■ **What is expected**
Find out how many lines of the listing below include "contrail" and report only that number.

# # # #

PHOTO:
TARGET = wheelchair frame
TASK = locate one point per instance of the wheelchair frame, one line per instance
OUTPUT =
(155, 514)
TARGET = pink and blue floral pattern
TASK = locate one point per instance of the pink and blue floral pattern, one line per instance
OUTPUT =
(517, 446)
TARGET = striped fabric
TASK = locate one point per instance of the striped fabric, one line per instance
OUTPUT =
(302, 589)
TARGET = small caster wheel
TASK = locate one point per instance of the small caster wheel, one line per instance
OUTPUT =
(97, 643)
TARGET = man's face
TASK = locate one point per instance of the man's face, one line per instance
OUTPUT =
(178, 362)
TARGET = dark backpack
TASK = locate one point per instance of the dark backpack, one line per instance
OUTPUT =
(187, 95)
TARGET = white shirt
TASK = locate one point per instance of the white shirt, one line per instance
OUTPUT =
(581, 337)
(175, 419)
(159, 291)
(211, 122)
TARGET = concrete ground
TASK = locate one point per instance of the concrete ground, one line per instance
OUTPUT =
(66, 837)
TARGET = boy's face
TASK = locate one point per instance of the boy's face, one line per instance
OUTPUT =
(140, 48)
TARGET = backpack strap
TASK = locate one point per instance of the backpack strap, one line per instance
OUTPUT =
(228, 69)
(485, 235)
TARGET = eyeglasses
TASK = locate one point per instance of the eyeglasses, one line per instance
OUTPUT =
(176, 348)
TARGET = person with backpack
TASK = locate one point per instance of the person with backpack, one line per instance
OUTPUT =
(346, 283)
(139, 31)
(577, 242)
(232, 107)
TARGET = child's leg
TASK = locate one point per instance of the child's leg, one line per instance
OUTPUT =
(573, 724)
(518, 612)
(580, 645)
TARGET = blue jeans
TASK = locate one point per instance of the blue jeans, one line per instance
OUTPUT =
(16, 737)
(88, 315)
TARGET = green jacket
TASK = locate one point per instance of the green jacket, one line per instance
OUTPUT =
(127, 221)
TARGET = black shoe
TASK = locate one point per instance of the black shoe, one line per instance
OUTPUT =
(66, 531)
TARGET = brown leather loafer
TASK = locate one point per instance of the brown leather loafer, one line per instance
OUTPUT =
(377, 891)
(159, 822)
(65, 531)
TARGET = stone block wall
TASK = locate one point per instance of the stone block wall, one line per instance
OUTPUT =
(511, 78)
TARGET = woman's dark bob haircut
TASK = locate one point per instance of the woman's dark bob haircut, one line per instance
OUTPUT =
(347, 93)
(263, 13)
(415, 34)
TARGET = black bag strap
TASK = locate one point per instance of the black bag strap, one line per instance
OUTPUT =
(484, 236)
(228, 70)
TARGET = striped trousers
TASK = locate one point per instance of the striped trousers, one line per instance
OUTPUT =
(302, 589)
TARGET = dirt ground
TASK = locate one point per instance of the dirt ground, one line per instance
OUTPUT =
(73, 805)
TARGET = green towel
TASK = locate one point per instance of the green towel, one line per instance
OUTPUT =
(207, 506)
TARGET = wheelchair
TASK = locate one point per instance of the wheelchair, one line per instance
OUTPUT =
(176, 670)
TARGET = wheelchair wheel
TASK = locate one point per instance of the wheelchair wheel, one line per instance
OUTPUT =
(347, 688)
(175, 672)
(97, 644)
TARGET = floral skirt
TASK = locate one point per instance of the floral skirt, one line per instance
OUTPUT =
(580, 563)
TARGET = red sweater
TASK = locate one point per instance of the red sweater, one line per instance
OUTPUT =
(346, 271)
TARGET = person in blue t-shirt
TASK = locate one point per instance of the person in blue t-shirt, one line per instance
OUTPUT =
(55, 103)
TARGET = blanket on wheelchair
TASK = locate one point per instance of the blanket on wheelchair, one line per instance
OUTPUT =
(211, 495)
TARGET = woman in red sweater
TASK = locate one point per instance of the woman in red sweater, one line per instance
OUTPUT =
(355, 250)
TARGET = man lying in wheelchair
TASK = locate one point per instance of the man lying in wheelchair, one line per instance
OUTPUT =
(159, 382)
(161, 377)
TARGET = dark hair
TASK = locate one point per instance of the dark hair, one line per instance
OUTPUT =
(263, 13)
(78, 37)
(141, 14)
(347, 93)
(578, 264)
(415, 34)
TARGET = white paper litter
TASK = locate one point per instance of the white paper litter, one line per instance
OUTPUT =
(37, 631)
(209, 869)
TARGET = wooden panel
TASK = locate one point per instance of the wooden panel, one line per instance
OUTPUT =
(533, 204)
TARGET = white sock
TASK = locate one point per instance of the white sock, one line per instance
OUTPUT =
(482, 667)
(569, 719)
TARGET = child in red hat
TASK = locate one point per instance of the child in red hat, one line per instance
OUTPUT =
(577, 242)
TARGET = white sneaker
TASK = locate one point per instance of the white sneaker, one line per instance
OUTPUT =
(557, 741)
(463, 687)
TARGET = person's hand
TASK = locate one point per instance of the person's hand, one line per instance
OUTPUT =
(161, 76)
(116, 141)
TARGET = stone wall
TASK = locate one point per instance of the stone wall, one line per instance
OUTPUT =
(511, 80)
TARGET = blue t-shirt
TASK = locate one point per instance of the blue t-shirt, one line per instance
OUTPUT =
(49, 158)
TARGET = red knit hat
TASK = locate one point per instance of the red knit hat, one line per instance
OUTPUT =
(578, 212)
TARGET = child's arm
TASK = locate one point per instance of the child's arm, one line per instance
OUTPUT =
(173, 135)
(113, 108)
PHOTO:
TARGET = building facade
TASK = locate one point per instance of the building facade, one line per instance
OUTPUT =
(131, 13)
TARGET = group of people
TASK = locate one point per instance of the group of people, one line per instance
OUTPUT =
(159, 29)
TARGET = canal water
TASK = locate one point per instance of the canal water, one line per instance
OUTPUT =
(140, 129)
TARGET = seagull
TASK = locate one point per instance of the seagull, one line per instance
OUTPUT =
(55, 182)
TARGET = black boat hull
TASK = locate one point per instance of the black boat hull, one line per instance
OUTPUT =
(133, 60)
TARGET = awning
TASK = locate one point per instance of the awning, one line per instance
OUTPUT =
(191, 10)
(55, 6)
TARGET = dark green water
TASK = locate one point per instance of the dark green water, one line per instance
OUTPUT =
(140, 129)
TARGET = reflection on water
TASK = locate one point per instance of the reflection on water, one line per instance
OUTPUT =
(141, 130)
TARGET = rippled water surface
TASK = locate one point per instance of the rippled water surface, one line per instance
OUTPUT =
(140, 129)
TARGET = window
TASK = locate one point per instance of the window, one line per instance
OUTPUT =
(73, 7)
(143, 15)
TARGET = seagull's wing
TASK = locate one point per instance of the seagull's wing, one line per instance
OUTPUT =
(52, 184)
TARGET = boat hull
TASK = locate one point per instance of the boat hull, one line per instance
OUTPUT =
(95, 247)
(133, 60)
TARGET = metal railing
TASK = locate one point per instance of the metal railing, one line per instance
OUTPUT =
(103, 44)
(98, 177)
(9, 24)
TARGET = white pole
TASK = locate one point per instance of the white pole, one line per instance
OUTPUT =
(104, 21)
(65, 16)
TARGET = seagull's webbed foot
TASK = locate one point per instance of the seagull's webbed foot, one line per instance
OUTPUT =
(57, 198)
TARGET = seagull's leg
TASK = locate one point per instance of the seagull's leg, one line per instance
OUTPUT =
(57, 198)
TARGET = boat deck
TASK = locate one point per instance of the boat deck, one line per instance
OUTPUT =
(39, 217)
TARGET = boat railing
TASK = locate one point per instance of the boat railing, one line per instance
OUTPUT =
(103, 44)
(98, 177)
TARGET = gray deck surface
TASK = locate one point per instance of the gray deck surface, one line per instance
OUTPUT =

# # # #

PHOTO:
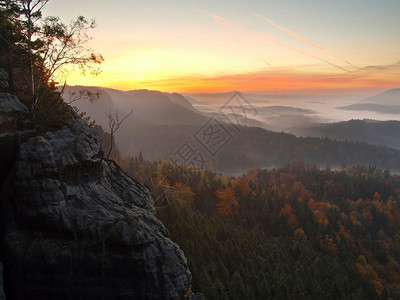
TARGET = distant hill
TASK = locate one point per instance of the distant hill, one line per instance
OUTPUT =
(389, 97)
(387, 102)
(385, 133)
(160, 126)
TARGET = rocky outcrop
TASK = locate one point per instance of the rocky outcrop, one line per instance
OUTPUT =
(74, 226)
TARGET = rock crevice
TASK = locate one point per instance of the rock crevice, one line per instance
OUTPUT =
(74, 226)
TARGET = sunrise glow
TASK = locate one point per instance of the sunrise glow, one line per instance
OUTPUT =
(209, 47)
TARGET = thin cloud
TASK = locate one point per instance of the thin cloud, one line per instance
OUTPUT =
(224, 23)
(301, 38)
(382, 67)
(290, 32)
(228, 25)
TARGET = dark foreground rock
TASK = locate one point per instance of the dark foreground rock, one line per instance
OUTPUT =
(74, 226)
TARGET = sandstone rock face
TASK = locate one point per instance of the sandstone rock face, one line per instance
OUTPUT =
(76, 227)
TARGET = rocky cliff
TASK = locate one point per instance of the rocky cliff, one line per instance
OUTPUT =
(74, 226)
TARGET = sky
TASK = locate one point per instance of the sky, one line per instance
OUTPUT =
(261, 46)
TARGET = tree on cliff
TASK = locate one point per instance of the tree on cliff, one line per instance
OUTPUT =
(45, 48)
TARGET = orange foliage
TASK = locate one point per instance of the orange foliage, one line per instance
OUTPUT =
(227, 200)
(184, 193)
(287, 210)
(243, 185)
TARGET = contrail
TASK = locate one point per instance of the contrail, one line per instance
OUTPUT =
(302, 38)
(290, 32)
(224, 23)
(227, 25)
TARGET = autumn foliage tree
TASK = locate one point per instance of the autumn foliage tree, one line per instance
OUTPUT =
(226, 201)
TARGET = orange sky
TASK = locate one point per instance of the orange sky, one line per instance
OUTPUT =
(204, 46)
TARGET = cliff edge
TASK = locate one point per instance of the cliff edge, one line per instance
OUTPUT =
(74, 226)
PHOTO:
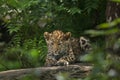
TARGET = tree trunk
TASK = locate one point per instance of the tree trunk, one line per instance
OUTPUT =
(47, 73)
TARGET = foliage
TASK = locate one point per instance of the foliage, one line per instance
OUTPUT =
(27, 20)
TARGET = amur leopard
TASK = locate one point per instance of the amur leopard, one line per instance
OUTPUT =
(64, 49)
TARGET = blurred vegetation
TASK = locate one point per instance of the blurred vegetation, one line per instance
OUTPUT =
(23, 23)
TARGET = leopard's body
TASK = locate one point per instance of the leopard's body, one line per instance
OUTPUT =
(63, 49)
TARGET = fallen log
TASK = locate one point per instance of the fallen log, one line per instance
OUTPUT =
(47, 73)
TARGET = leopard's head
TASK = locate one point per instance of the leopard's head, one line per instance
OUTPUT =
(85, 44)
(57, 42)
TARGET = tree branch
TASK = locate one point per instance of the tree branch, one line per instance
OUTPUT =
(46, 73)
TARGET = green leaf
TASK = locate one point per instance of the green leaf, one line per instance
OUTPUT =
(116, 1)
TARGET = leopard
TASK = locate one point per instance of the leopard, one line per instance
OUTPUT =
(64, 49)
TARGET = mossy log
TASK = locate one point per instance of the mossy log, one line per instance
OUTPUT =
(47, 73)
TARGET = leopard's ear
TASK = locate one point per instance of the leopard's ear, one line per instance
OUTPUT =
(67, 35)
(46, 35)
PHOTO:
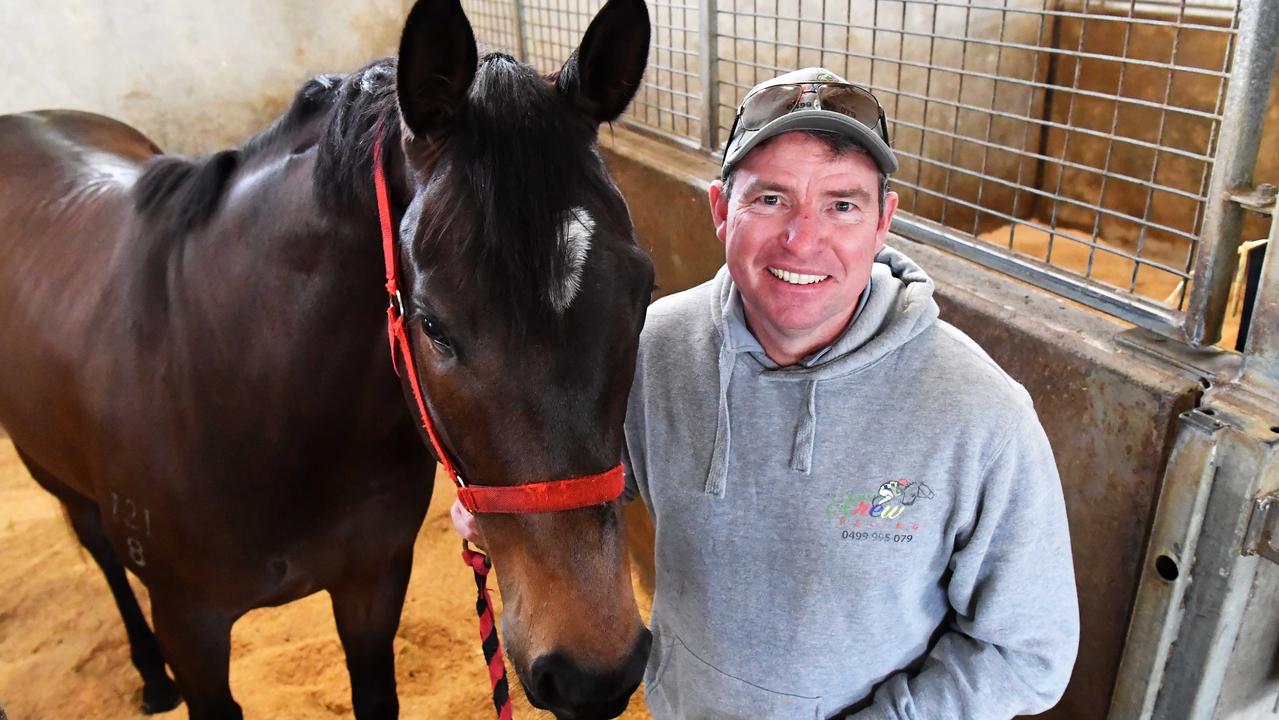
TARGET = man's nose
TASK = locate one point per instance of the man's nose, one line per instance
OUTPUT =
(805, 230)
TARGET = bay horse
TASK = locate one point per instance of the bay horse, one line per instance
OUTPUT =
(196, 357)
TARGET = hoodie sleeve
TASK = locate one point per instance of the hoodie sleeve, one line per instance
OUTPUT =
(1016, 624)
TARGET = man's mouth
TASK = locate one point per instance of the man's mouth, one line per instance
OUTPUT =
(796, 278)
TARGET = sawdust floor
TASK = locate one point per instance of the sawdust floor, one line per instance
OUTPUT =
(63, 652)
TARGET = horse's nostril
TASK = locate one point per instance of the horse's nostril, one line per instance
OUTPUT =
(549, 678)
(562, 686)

# # # #

■ **Output for this task**
2